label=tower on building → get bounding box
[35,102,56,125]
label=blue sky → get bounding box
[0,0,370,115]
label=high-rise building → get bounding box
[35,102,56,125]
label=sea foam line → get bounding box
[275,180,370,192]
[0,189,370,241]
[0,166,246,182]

######

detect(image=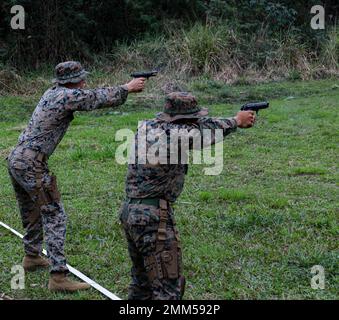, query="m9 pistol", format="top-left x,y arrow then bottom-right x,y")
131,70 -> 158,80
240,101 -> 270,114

######

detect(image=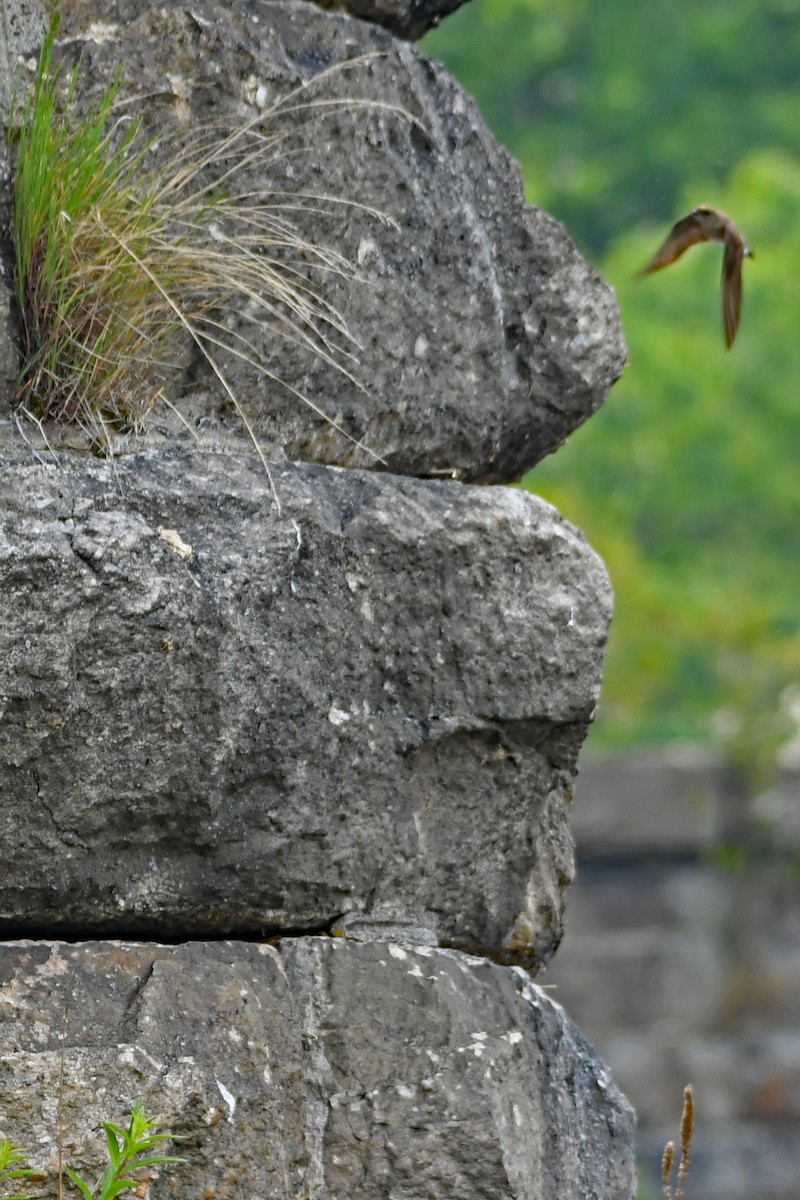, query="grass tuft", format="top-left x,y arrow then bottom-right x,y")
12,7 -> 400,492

######

(Directions for this task): Replace "sea foam line" with "foam edge" in the part of the records that opens with the line containing "label=blue sky → get bounding box" and closes with the line containing "[0,166,246,182]". Give that part again with everything else unchanged.

(Answer to the problem):
label=blue sky → get bounding box
[0,0,370,115]
label=high-rise building → get bounding box
[35,102,56,125]
label=foam edge → get bounding box
[275,180,370,192]
[0,189,370,241]
[0,166,246,182]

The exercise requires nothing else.